**Exercise instructions**
a. In the article on health care costs for retirees, how much in after-tax savings does Fidelity say a 65-year-old couple retiring in 2012 will need to cover medical expenses in retirement?
b. Extend the article on health care costs for retirees, picking up right after its last sentence.

The news on health care costs for retirees is bleak.
According to Fidelity Investments, a 65-year-old couple retiring in 2012 will need $240,000 in after-tax savings to cover medical expenses in retirement. These costs have been increasing by an average of 6 percent annually since Fidelity’s first calculations in 2002 and do not include potential long-term care (LTC) expenses.
The U.S. government’s budget woes could further increase retirees’ health care expenses.
In their search for cost savings, legislators frequently consider Medicare revisions. Many of those changes, if implemented, would result in higher out-of-pocket charges for Medicare recipients.
What Your Peers Are Reading
Of course, LTC costs remain a critical issue for seniors. MetLife’s 2012 Market Survey of Long-Term Care Costs found that national average rates for a nursing home private room increased by 3.8 percent from $87,235 annually in 2011 to $90,520 in 2012. Over the same period, national average annual rates for a semi-private room increased by 3.7 percent from $78,110 to $81,030.
Some advisors call health care planning the “new retirement planning.”
While that might be an exaggeration, there’s no denying that health care costs will affect your clients’ finances. Senior Market Advisor asked several health care experts for their insights on the major challenges seniors will encounter in 2013 and how advisors can guide their clients.
Fidelity compared Social Security’s average cost of living adjustment of 2.3 percent with an assumed average 6 percent annual increase of health care costs for retirees nationally.
The comparison found that 65-year-old couples retiring in 2012 with a $75,000 household income should expect that 35 percent of their annual Social Security benefit about $10,476 could be needed for health care expenses today. In 15 years or by 2027, their allocation of Social Security benefits going to health care expenses is likely to almost double to 61 percent of a $41,205 annual Social Security payment, or about $25,000 a year.

**Source material**
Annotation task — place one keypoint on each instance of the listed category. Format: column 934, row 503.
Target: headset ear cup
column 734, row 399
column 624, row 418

**Answers to the exercises**
a. $240,000

b.
Sunit Patel, senior vice-president, Fidelity Benefits Consulting Group in New York, notes that much of the health care expenditure is a fixed liability. In other words, it doesn’t change with someone’s retirement income. However, retirees do have some cost-control measures available.
“I think that to the extent individuals can obviously maintain their health, improve their health, (or) if they’ve got a chronic condition to make sure that they’re going to manage it effectively I think all of that can help mitigate some of those costs,” Patel says. “When they go to purchase health insurance, I think they can try to make optimal decisions and look at the different products that are available in the market because there is quite a range of products out there.”
Larry Sinsimer, senior vice-president for practice management with Fidelity in Boston, urges advisors to educate their senior clients on how Medicare works and their potential health care costs.
“People tend to really underestimate what their total cost is going to be,” Sinsimer says. “They’re going to have to create a way to fund retirement in a way that’s going to account for that rising cost. The other thing that’s important to help their clients understand is (that) Medicare doesn’t kick in until 65. To put that in context, if you have a married couple age 62 (and they) want to buy a $2,000 annual deductible (policy) at a $1 million lifetime coverage, the premium is $2,000 a month.”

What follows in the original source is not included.